**Job**
Would you extract the whole listing below and retype it exactly?

(Location identification entries)

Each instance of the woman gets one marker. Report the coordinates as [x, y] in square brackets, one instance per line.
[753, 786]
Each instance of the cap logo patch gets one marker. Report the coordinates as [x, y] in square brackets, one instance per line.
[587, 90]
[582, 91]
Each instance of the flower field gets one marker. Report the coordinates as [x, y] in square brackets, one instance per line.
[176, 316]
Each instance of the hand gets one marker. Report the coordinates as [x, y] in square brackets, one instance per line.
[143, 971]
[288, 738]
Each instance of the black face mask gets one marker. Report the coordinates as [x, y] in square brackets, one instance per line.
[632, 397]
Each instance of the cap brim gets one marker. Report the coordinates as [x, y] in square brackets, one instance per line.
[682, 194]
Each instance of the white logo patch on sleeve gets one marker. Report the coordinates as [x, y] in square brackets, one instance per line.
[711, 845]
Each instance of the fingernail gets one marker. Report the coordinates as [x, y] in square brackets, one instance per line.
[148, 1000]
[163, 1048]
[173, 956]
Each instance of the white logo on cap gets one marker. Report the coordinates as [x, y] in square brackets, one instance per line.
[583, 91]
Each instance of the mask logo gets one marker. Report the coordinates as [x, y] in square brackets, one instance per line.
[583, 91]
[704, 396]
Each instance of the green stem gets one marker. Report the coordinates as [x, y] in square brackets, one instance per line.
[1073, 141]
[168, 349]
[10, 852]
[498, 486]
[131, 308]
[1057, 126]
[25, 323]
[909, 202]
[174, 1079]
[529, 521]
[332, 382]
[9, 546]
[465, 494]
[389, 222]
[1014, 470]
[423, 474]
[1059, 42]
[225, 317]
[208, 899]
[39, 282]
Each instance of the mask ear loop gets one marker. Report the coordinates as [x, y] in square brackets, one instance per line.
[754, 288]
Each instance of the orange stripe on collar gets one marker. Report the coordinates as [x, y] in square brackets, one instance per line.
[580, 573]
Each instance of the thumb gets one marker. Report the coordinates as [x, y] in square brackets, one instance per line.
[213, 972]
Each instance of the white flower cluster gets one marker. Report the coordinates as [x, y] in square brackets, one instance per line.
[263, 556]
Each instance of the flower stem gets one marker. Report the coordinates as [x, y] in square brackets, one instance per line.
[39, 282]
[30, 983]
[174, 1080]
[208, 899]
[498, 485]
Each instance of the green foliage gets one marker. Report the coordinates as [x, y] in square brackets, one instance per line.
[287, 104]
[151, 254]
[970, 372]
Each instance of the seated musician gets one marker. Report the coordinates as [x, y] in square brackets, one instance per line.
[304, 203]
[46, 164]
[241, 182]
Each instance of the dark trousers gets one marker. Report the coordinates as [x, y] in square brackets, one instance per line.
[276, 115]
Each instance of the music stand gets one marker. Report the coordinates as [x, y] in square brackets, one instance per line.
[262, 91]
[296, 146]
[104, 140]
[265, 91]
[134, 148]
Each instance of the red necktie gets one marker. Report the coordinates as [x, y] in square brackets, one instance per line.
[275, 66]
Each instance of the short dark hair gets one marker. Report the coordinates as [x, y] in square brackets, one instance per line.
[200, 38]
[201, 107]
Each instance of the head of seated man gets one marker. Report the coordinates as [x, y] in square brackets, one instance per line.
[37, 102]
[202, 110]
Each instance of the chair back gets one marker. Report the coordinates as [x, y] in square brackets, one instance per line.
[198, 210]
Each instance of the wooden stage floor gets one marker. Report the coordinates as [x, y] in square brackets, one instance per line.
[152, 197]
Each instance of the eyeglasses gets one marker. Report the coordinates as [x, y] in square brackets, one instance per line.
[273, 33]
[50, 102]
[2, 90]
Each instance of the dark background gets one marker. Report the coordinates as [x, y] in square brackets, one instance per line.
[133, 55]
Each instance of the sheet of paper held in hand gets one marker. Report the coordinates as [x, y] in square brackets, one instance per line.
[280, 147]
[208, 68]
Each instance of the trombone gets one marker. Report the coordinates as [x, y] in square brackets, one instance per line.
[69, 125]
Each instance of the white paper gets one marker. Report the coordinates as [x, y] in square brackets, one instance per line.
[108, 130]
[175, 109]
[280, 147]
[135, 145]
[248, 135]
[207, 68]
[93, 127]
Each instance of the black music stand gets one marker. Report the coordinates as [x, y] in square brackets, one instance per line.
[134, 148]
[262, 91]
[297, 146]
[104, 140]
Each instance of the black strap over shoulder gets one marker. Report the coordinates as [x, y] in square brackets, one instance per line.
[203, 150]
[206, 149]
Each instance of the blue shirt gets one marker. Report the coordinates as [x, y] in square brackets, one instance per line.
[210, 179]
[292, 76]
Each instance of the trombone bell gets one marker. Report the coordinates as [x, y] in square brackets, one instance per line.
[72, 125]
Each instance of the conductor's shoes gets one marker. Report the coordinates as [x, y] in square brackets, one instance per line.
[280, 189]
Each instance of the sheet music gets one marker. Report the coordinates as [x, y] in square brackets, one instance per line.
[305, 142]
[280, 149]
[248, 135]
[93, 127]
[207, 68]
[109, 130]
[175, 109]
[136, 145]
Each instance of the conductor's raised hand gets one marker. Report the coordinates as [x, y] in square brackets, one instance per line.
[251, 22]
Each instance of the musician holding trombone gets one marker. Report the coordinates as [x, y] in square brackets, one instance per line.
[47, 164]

**Solution for this exercise**
Each instance of the woman gets one marker. Report the coordinates as [x, y] in square brackets, one instance per line.
[753, 786]
Each instance of the cap logo patch gets one marker. Report the coordinates as [x, y] in square brackets, one instance per line.
[587, 90]
[582, 91]
Each instance of the flower field gets one marker. Report the coordinates as [x, y] in square brackets, one instance per line.
[176, 316]
Each instance of the hand gets one marker. Report the coordinates as [x, y] in square brackets, one instance per line.
[143, 971]
[288, 738]
Each instance of the black face mask gets one marker. Report the coordinates as [x, y] in square brackets, one instance per line.
[632, 397]
Each instance of the cap brim gets one marker. Report the coordinates as [x, y] in square brackets, one instance per line.
[682, 194]
Each instance of the white logo patch on sleeve gets one marker. Report the coordinates as [x, y] in square brackets, one instance per line.
[711, 845]
Each instance of the fingernail gets one marker. Report the coordinates as [x, y] in square brackets, one instance per line.
[148, 1000]
[163, 1048]
[173, 956]
Each instance of the white logo on cap gets one marker. Report the coordinates as [x, y] in square brackets, one instance per line.
[583, 91]
Each instance of the mask logo gets one marker. Report the coordinates as [x, y] in square brackets, one instance per line.
[583, 91]
[704, 396]
Each instance of the green stem gets one marker. Report the coordinates as [x, y] in square brackets, one instance per line.
[1073, 141]
[168, 349]
[10, 852]
[498, 486]
[131, 308]
[1057, 126]
[25, 323]
[909, 202]
[174, 1079]
[529, 521]
[332, 382]
[9, 546]
[465, 494]
[389, 222]
[1014, 470]
[423, 474]
[1059, 42]
[225, 317]
[208, 899]
[39, 282]
Each instance of the mask ear loop gets one marker. Report the coordinates as [x, y] in square brackets, one instance per line.
[754, 288]
Each instance of the orange stripe on collar gets one marker. Report the coordinates as [x, y] in square brackets, one instance per line.
[580, 573]
Each instance of the thumb gets one marker. Report the coordinates as [x, y] in square brackets, one instance per line.
[213, 972]
Each instance of the white flower cluster gets one marker. Report the coordinates as [x, y] in square brackets, one instance per line.
[263, 556]
Each instance of the flower stem gets one marker. Report the coordinates as [x, y] in square brackets, one instance per line.
[39, 282]
[30, 983]
[174, 1080]
[208, 899]
[498, 485]
Each instance of the green foliage gets one marker. Report the coordinates as [x, y] in square brackets, one instance per line.
[287, 104]
[151, 254]
[970, 372]
Each instance of the seated musician gets one marker. Report the coordinates as [x, y] in square brackets, one instance per line.
[304, 203]
[46, 164]
[241, 182]
Each instance of the dark trousers gets one marker. Report the coordinates as [x, y] in square brackets, one instance per line.
[276, 115]
Each instance of the music stand gets one marker. Report the coordinates as [x, y] in square brackets, one instance per line.
[262, 91]
[296, 146]
[104, 140]
[265, 91]
[134, 148]
Each instance of the red necktie gets one marker. Report the coordinates as [x, y] in square brackets, one instance per line.
[275, 66]
Each instance of the short dark hair gets one marker. Report the coordinates as [x, y] in square brackets, one instance per line.
[200, 38]
[201, 107]
Each instance of the head of seated man gets one marker. Report the coordinates as [x, y] in square brackets, one instance per line.
[37, 102]
[202, 110]
Each instance of the chair back gets one marker. Report the coordinates as [x, y] in square brackets, one instance per line.
[198, 210]
Each instance of the wooden stage floor gets one marker. Report the coordinates as [x, y] in square brackets, one instance per line.
[152, 197]
Each instance of the eyeglasses gets one marker. Report the coordinates as [x, y] in square brackets, one instance per line.
[273, 33]
[50, 102]
[2, 90]
Each instance of the dark background gets one marker. Report the coordinates as [x, y] in square brackets, one instance per line.
[133, 55]
Each instance of the sheet of paper held in hand gets one marker. Report the coordinates as [x, y] in square brackets, one instance per line.
[280, 147]
[208, 68]
Each instance of the trombone gets one marker. Report the coordinates as [x, y] in square brackets, one instance per line.
[69, 125]
Each instance of the white paper gets one marker. Report the coordinates as [x, y] in square brackets, one instance per line.
[108, 130]
[175, 109]
[280, 147]
[135, 145]
[248, 135]
[207, 68]
[93, 127]
Each instance of the black music stand gets one marker. Report the coordinates as [x, y] in square brackets, one instance per line.
[134, 148]
[262, 91]
[297, 146]
[104, 140]
Each instance of the black strap over shoulder gets one marker. Report the coordinates as [x, y] in square brackets, one instance per line.
[203, 150]
[206, 149]
Each instance of the blue shirt gets one marker. Report the coordinates as [x, y] in square brackets, one instance per line.
[210, 179]
[292, 76]
Each instance of the trombone bell gets one marker. Report the coordinates as [x, y] in square brackets, one instance per line.
[72, 125]
Each instance of the conductor's shoes gets one marker. Report the coordinates as [x, y] in square brackets, one instance per line.
[280, 189]
Each instance of the sheet music gets one marker. Report the coordinates as [x, y] in square brackets, one instance per line.
[305, 142]
[280, 149]
[248, 135]
[93, 127]
[207, 68]
[109, 130]
[175, 109]
[136, 145]
Each instance of the conductor's raised hand gets one marker. Report the coordinates as [x, y] in square brackets, one instance per line.
[251, 22]
Each instance of the musician holding trombone gets one marker. Report the coordinates as [x, y] in square brackets, one instance per line.
[47, 164]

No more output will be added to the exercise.